Search each line below for "mountain", then return the lines where it appears.
Given data below:
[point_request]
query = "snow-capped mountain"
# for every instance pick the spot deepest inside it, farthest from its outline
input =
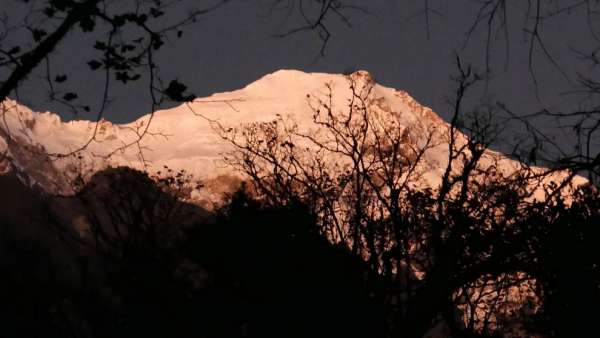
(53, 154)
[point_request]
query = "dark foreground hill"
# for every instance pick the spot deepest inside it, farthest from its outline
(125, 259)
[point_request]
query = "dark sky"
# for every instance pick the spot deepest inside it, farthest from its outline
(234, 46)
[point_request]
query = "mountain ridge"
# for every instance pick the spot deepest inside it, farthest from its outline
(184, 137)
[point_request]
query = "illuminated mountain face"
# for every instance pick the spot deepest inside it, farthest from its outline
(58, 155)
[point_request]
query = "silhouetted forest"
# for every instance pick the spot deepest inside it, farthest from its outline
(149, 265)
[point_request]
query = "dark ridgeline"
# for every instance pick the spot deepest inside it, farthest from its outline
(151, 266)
End of Given data.
## Answer to the problem
query = "snow-capped mountain"
query = "mountain ridge"
query = "illuminated mountain face"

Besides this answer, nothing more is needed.